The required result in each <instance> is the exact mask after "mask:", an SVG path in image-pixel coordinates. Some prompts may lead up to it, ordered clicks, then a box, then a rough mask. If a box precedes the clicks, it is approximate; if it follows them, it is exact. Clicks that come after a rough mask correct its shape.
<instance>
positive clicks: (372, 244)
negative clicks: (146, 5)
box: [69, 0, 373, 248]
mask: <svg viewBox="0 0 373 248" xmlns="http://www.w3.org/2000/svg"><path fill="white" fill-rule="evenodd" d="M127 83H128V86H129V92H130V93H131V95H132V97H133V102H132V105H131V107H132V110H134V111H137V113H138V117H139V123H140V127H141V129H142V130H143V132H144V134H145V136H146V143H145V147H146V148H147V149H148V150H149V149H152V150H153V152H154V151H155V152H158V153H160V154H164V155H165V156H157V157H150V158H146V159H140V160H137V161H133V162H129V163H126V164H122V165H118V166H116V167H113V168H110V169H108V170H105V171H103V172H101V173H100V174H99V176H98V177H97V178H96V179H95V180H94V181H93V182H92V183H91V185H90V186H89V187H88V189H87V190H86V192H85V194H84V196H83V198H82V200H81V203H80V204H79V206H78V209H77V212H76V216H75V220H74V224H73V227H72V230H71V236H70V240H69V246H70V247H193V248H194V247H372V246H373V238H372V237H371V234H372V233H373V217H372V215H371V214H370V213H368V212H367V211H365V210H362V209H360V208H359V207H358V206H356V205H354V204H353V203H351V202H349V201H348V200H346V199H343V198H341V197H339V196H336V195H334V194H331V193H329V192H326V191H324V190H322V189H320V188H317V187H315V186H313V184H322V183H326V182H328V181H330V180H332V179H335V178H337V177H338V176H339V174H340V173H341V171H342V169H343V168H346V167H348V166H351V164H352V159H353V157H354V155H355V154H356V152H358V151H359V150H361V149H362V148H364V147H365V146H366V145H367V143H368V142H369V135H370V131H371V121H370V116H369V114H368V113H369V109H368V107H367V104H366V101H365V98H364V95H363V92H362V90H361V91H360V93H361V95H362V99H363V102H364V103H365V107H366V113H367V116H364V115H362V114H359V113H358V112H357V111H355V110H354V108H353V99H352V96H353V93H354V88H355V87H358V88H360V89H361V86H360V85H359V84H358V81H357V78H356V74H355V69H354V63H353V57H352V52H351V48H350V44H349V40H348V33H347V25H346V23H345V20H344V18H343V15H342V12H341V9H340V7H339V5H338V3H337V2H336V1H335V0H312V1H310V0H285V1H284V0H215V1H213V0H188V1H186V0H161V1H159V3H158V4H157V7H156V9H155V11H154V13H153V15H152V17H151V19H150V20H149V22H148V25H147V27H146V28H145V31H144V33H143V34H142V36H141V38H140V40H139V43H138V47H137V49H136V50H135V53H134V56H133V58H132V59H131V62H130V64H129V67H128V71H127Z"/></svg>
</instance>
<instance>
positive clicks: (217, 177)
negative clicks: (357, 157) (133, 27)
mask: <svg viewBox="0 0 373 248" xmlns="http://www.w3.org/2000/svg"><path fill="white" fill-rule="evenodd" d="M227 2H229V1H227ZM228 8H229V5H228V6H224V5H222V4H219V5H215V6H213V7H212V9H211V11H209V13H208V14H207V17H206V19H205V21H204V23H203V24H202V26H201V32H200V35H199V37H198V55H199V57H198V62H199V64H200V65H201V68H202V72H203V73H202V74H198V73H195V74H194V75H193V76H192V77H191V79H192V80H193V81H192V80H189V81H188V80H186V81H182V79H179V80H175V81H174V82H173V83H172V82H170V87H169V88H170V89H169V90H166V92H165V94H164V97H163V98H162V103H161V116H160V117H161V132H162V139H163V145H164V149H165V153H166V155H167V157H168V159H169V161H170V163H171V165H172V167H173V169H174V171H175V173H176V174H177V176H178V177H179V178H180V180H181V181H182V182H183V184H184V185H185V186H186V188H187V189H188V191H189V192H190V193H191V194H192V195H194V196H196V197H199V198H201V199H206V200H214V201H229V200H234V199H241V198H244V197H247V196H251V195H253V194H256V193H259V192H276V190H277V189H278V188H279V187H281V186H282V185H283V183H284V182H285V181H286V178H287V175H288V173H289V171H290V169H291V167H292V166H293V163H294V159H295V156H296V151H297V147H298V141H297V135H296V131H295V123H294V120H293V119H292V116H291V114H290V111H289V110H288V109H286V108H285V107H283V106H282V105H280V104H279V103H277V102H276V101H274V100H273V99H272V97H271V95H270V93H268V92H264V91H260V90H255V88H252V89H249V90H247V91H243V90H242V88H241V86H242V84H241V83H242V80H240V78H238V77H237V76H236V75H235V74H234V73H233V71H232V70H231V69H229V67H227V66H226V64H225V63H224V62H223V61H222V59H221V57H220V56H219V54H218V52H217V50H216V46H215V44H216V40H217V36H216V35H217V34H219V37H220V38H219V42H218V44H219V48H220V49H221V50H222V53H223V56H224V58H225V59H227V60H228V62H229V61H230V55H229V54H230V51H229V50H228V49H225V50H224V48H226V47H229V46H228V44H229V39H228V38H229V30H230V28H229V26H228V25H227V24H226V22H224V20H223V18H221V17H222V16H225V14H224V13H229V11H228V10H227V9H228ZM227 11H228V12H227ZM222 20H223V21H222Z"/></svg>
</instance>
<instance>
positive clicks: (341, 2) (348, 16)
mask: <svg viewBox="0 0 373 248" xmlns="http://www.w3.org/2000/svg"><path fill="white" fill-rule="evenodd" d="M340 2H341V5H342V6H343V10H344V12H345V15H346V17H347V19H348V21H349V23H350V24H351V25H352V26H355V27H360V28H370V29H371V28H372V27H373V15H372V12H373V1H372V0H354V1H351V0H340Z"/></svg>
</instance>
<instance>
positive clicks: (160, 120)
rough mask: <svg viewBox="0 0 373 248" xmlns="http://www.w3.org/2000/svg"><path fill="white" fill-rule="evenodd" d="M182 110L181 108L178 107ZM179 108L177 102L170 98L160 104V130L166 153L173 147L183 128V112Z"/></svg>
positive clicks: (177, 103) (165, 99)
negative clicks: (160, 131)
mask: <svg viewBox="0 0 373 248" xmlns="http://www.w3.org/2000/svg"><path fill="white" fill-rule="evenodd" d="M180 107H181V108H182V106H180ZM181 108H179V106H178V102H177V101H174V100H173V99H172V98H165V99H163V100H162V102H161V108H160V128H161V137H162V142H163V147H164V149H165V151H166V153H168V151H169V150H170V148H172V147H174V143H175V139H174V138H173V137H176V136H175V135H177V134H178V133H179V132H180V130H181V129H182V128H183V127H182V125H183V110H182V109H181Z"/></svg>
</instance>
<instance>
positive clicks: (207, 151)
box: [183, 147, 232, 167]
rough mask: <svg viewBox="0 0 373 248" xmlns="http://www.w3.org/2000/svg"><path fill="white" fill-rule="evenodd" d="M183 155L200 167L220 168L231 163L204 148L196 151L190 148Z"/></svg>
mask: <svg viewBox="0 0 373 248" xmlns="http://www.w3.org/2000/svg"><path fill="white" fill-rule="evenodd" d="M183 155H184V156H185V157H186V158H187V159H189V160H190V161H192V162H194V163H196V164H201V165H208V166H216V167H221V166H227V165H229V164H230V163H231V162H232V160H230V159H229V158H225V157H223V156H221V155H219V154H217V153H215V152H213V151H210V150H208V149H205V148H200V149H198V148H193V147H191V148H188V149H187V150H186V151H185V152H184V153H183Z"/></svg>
+===+
Rewrite the whole listing above, swapping "positive clicks" for "include points" everywhere it occurs and leaving everything else unchanged.

The required result in each <instance> is the exact mask after "mask:", an SVG path in image-pixel coordinates. Some prompts may lead up to it, ordered clicks, then a box, then a rough mask. If a box precedes the clicks, it is approximate; if it follows them, it is exact. Clicks that come after a rough mask correct its shape.
<instance>
include points: (372, 244)
negative clicks: (146, 5)
box: [69, 0, 373, 248]
mask: <svg viewBox="0 0 373 248" xmlns="http://www.w3.org/2000/svg"><path fill="white" fill-rule="evenodd" d="M127 83H128V86H129V92H130V93H131V95H132V97H133V102H132V105H131V107H132V110H134V111H137V113H138V117H139V123H140V127H141V129H142V130H143V132H144V134H145V136H146V143H145V147H146V148H147V149H148V150H149V149H152V150H153V152H154V151H155V152H158V153H160V154H164V155H165V156H157V157H150V158H146V159H140V160H137V161H133V162H129V163H126V164H122V165H118V166H116V167H113V168H110V169H108V170H105V171H103V172H101V173H100V174H99V176H98V177H97V178H96V179H95V180H94V181H93V182H92V183H91V185H90V186H89V187H88V189H87V190H86V192H85V194H84V196H83V198H82V200H81V203H80V204H79V206H78V209H77V212H76V216H75V220H74V224H73V227H72V230H71V236H70V240H69V246H70V247H193V248H194V247H372V246H373V238H372V237H371V234H372V233H373V217H372V215H371V214H370V213H368V212H367V211H365V210H362V209H360V208H359V207H358V206H356V205H354V204H353V203H351V202H349V201H348V200H346V199H343V198H341V197H339V196H336V195H334V194H331V193H329V192H326V191H324V190H322V189H320V188H317V187H315V186H313V184H322V183H326V182H328V181H330V180H332V179H335V178H337V177H338V176H339V174H340V173H341V171H342V169H343V168H346V167H348V166H351V164H352V159H353V157H354V155H355V154H356V152H358V151H359V150H361V149H362V148H364V147H365V146H366V145H367V143H368V142H369V135H370V131H371V121H370V116H369V114H368V113H369V109H368V107H367V104H366V101H365V98H364V95H363V92H362V90H361V91H360V93H361V95H362V99H363V102H364V103H365V107H366V113H367V116H364V115H362V114H359V113H358V112H357V111H355V110H354V108H353V99H352V96H353V93H354V88H355V87H358V88H360V89H361V86H360V85H359V84H358V81H357V78H356V74H355V69H354V63H353V57H352V52H351V48H350V44H349V40H348V33H347V25H346V23H345V20H344V18H343V15H342V12H341V9H340V7H339V5H338V3H337V2H336V1H335V0H312V1H310V0H285V1H284V0H215V1H213V0H188V1H186V0H161V1H159V3H158V4H157V7H156V9H155V11H154V13H153V15H152V17H151V19H150V20H149V22H148V25H147V27H146V28H145V31H144V33H143V34H142V36H141V38H140V40H139V43H138V47H137V49H136V50H135V53H134V56H133V58H132V59H131V62H130V64H129V67H128V71H127Z"/></svg>
</instance>
<instance>
include points: (217, 177)
negative clicks: (357, 157) (133, 27)
mask: <svg viewBox="0 0 373 248" xmlns="http://www.w3.org/2000/svg"><path fill="white" fill-rule="evenodd" d="M227 2H229V1H227ZM228 8H229V5H228V6H224V5H222V4H219V5H215V6H213V7H212V9H211V11H209V13H208V14H207V17H206V19H205V21H204V23H203V24H202V26H201V32H200V35H199V37H198V55H199V57H198V62H199V64H200V65H201V68H202V72H203V73H202V74H198V73H195V74H194V75H193V76H192V77H191V79H192V80H193V81H192V80H189V81H188V80H186V81H182V79H179V80H175V81H174V82H173V83H172V82H170V87H169V88H170V89H169V90H166V92H165V94H164V97H163V98H162V103H161V116H160V117H161V132H162V139H163V145H164V149H165V153H166V155H167V157H168V159H169V161H170V163H171V165H172V167H173V169H174V171H175V173H176V174H177V176H178V177H179V178H180V180H181V181H182V182H183V184H184V185H185V186H186V188H187V189H188V191H189V192H190V193H191V194H192V195H194V196H196V197H199V198H201V199H206V200H214V201H229V200H234V199H241V198H244V197H247V196H251V195H253V194H256V193H259V192H276V190H277V189H278V188H279V187H281V186H282V185H283V183H284V182H285V181H286V178H287V175H288V173H289V171H290V169H291V167H292V166H293V163H294V159H295V156H296V151H297V147H298V141H297V135H296V131H295V123H294V120H293V119H292V116H291V114H290V111H289V110H288V109H286V108H285V107H283V106H282V105H280V104H279V103H277V102H276V101H274V100H273V99H272V97H271V95H270V93H268V92H264V91H260V90H255V88H252V89H249V90H247V91H243V90H242V88H241V86H242V84H241V83H242V80H240V78H238V77H237V76H236V75H235V74H234V73H233V71H232V70H231V69H229V67H227V66H226V64H225V63H224V62H223V61H222V59H221V57H220V56H219V54H218V52H217V50H216V46H215V44H216V40H217V36H216V35H217V34H219V37H220V38H219V42H218V44H219V48H220V49H221V50H222V53H223V56H224V58H225V59H227V60H228V62H229V61H230V55H229V54H230V51H229V50H228V49H225V50H224V48H226V47H229V46H228V44H229V39H228V38H229V30H230V28H229V26H228V25H227V24H226V22H224V20H223V18H221V17H222V16H225V14H224V13H229V11H228V10H227V9H228ZM227 11H228V12H227ZM222 20H223V21H222Z"/></svg>
</instance>
<instance>
include points: (341, 2) (348, 16)
mask: <svg viewBox="0 0 373 248" xmlns="http://www.w3.org/2000/svg"><path fill="white" fill-rule="evenodd" d="M340 2H341V5H342V6H343V10H344V12H345V15H346V17H347V19H348V21H349V23H350V24H351V25H352V26H355V27H360V28H370V29H371V28H372V27H373V15H372V12H373V1H372V0H354V1H351V0H340Z"/></svg>
</instance>
<instance>
include points: (160, 120)
rough mask: <svg viewBox="0 0 373 248" xmlns="http://www.w3.org/2000/svg"><path fill="white" fill-rule="evenodd" d="M182 110L181 108L178 107ZM179 108L177 102L170 98L160 104V130L166 153L173 147L183 128V112Z"/></svg>
include points: (177, 103) (165, 99)
negative clicks: (160, 131)
mask: <svg viewBox="0 0 373 248" xmlns="http://www.w3.org/2000/svg"><path fill="white" fill-rule="evenodd" d="M180 107H181V108H182V106H180ZM181 108H179V106H178V102H177V101H174V100H173V99H172V98H165V99H163V100H162V102H161V108H160V128H161V137H162V142H163V147H164V149H165V151H166V153H168V151H169V150H170V148H172V147H174V143H175V139H174V138H173V137H176V136H175V135H177V134H178V133H179V132H180V130H181V129H182V128H183V127H182V125H183V110H182V109H181Z"/></svg>
</instance>
<instance>
include points: (207, 151)
box: [183, 147, 232, 167]
rough mask: <svg viewBox="0 0 373 248" xmlns="http://www.w3.org/2000/svg"><path fill="white" fill-rule="evenodd" d="M183 155L200 167L220 168L231 163L204 148L196 151L190 148Z"/></svg>
mask: <svg viewBox="0 0 373 248" xmlns="http://www.w3.org/2000/svg"><path fill="white" fill-rule="evenodd" d="M183 155H184V156H185V157H186V158H187V159H189V160H190V161H192V162H194V163H196V164H201V165H208V166H216V167H221V166H227V165H229V164H230V163H231V162H232V160H230V159H229V158H225V157H223V156H221V155H219V154H217V153H215V152H213V151H210V150H208V149H205V148H200V149H198V148H193V147H191V148H188V149H187V150H186V151H185V152H184V153H183Z"/></svg>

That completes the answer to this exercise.